> _READING TEXT_:

━━━━━━━━━━━━━━━━━━━━━━━━━━━━━━

Sunday 12 July, 2020

Mount Alvernia High wins Scotiabank innovation challenge

Mount Alvernia proposed an “Electronic Money Management Assistant”, referred to as ‘EMMA’ that would be powered by artificial intelligence and used to assist all e-banking users including the elderly to complete transactions.

Mount Alvernia proposed an “Electronic Money Management Assistant”, referred to as ‘EMMA’ that would be powered by artificial intelligence and used to assist all e-banking users including the elderly to complete transactions.

A team of five students from the Mount Alvernia High School were named champions of the 5th annual Scotiabank National Innovation Camp 2020 coordinated by Junior Achievement Jamaica (JAJ) on June 11.

During the competition, which was hosted online, 21 teams of high school students from 14 schools, including Mount Alvernia presented their ideas based on the 2020 challenge theme of “The use of technology to solve the issue of social distancing at banks due to COVID-19”.

The other Montego Bay-based high school, the Heinz Simonitsch School placed second followed by the York Castle High School from St Ann took third place ahead of 18 other teams.

Mount Alvernia proposed an “Electronic Money Management Assistant”, referred to as ‘EMMA’ that would be powered by artificial intelligence and used to assist all e-banking users including the elderly to complete transactions.

Decoda Sterling, captain of the winning team of students explained that the project required several hours of research and planning.

“We were aiming to creating a realistic solution that could possibly and positively impact the way that we do banking in Jamaica,” the 15-year-old shared.

A screenshot of the presentation submitted by the winning team from Mount Alvernia High School demonstrating how their proposed virtual assistant called “EMMA” would assist persons to use the Scotiabank online banking system.

Commenting on the initiative, Yanique Forbes-Patrick, Vice President, Public Affairs and Communications expressed congratulations to the winning team and all the participants.

 “We were extremely impressed with the level of thoughtfulness, research and attention to detail displayed by all the teams. The judges were also particularly impressed by the team from Mount Alvernia who displayed grit and strong critical thinking skills in the development of the idea presented. “Every year Scotiabank is proud to support the work of Junior Achievement and its focus on innovation and entrepreneurial awareness among students.” Forbes-Patrick highlighted.

━━━━━━━━━━━━━━━━━━━━━━━━━━━━━━

> _EXERCISE GOAL_: Extend the article on Mount Alvernia High's win in the Scotiabank innovation challenge, starting right after its final sentence. The rows that come after this article are not needed for the work on it.

━━━━━━━━━━━━━━━━━━━━━━━━━━━━━━

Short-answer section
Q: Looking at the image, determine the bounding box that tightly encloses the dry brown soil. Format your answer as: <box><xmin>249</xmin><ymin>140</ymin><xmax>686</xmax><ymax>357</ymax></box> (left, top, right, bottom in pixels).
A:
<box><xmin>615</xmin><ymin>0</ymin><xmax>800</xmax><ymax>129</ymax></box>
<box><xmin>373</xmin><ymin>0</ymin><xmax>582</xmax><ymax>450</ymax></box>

━━━━━━━━━━━━━━━━━━━━━━━━━━━━━━

> _ANSWER BOX_:
Alphie Mullings-Aiken, President of Junior Achievement Jamaica shared the annual National Innovation Camp provides an opportunity to gain insight and ideas from Jamaica’s youngest and most promising minds about how they see the future. “We are grateful for Scotiabank’s continued investment in Junior Achievement which seeks to unearth the talents and promote innovativeness in our youth,” Mullings-Aiken said.

“This was a new experience for all of us and as an entity that engages with students on a regular basis. However, the schools’ willingness to move online has opened up a world of new possibilities for us as organizers, the students and our facilitators,’ highlighted Simone Townsend, Programme Manager for Junior Achievement Jamaica who commended the students and the teachers who prepared them despite the displacement caused by COVID-19.

The other participating schools included the Roger Clarke High School, Vaux Hall High School, Titchfield High School, Westwood High School, Morant Bay High School, Knox College, Cedar Grove Academy, The Queens School, Port Antonio High School, Johnathon Grant High School and the Rhodes Hall High School. Schools were allowed to enter multiple teams.

Students from all competing schools were also exposed to the Scotiabank’s ‘Road to Success’ Financial Literacy Programme -aimed at raising awareness among youth about the importance of managing their finances, and to have clear professional goals, interests and values. The Innovation Camp is one element of that programme.

The programme has been rolled out in 16 countries across Latin America and the Caribbean and has had an impact on the lives of thousands of students.